• **Set exercise**
Pick out every line in the rows below that contains the word "meat" and copy those lines.

• **Pointing dataset records**
START
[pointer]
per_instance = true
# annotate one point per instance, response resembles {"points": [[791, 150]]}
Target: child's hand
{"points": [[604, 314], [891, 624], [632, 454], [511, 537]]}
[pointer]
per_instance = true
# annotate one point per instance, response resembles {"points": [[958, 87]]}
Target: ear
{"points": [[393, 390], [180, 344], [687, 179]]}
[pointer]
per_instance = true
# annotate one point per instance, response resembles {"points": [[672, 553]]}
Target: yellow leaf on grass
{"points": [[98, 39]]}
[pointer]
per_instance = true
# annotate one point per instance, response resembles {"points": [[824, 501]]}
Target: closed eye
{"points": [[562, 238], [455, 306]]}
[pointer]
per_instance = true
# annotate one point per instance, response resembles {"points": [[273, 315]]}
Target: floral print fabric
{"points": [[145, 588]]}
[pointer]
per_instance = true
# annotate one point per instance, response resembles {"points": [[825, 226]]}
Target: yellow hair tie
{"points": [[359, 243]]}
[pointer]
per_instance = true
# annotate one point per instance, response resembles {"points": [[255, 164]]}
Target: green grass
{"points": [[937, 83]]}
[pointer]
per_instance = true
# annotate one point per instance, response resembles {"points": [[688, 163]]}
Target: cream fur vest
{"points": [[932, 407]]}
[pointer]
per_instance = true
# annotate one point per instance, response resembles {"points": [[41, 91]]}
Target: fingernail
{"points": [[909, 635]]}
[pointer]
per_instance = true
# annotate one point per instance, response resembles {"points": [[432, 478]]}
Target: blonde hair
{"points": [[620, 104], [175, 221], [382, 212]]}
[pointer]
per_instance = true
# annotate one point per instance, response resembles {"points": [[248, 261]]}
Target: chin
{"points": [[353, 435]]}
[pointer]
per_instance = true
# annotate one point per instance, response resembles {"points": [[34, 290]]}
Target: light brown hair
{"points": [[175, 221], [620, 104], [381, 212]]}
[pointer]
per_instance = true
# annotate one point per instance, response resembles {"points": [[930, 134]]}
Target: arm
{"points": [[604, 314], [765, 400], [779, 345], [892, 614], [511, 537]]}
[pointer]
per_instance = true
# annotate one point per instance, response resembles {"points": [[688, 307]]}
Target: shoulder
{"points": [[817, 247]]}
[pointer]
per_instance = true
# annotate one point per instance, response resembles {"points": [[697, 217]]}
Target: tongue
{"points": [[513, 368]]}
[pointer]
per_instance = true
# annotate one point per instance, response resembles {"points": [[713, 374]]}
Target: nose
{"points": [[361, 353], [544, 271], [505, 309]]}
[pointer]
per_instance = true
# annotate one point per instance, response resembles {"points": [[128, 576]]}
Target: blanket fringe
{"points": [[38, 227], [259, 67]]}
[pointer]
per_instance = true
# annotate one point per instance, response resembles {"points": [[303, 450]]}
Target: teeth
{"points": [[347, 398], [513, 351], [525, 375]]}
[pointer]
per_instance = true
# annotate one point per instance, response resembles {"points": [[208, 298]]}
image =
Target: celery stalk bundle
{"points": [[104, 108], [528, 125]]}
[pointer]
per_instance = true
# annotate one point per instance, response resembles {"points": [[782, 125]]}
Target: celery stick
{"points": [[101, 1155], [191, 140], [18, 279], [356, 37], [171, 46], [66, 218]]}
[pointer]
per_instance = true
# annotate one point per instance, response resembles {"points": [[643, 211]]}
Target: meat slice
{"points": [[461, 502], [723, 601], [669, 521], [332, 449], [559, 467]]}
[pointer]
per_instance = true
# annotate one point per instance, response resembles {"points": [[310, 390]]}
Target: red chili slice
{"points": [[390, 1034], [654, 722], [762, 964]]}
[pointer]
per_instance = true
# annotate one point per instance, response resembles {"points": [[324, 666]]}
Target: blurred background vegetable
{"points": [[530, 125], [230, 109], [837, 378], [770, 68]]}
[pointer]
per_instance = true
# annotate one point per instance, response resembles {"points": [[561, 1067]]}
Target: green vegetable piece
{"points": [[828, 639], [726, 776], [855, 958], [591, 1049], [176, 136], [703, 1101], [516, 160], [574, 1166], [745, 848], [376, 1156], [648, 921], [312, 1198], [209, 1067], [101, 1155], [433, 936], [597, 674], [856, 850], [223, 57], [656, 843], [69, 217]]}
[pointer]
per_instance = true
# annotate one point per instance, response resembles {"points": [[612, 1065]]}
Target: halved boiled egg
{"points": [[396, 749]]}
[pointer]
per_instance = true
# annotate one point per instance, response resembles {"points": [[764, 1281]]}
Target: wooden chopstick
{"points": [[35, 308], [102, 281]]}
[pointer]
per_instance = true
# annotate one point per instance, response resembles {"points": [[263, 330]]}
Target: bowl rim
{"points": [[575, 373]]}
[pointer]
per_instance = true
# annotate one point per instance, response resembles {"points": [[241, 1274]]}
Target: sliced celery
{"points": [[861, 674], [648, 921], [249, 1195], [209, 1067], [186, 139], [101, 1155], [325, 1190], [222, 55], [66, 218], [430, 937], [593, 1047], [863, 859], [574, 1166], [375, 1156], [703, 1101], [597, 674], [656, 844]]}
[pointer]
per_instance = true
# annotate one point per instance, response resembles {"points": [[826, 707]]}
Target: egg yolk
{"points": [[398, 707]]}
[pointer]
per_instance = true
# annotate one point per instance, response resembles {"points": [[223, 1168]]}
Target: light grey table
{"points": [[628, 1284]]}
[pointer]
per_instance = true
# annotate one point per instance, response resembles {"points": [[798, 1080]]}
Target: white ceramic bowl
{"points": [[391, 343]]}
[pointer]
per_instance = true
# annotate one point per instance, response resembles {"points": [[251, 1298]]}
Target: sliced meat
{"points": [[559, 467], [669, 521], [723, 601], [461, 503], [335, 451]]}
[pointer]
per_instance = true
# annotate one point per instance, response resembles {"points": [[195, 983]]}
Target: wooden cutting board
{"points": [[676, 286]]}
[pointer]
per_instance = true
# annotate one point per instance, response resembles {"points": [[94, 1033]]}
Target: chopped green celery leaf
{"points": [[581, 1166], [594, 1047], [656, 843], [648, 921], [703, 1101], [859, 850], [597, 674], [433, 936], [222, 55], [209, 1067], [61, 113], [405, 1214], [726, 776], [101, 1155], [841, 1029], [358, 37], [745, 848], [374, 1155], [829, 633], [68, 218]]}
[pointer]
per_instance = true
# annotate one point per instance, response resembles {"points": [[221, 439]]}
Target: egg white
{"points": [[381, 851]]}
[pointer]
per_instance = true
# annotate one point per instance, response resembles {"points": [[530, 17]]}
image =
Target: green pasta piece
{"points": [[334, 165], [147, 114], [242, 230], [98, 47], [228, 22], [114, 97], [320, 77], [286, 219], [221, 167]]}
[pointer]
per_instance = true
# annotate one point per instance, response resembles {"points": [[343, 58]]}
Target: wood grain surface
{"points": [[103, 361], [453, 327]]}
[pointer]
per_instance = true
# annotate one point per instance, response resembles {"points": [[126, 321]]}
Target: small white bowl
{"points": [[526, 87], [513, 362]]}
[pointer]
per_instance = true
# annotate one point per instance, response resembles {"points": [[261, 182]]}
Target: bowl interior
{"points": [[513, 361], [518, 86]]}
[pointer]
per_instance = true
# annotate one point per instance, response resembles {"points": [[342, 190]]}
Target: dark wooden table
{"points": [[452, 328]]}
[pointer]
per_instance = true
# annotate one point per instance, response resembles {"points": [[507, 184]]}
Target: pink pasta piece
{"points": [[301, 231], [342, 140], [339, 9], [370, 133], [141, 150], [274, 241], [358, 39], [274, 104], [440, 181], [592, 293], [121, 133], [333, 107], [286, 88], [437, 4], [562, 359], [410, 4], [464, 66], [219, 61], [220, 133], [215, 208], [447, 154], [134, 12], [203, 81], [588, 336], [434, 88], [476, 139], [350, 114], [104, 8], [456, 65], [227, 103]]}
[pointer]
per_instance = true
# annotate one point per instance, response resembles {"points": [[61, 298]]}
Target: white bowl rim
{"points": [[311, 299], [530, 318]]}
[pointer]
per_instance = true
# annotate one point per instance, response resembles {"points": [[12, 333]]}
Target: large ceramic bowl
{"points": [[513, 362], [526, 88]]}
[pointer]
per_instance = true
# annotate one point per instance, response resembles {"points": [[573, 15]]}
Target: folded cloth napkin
END
• **Exercise response**
Target: meat slice
Target: sliced meat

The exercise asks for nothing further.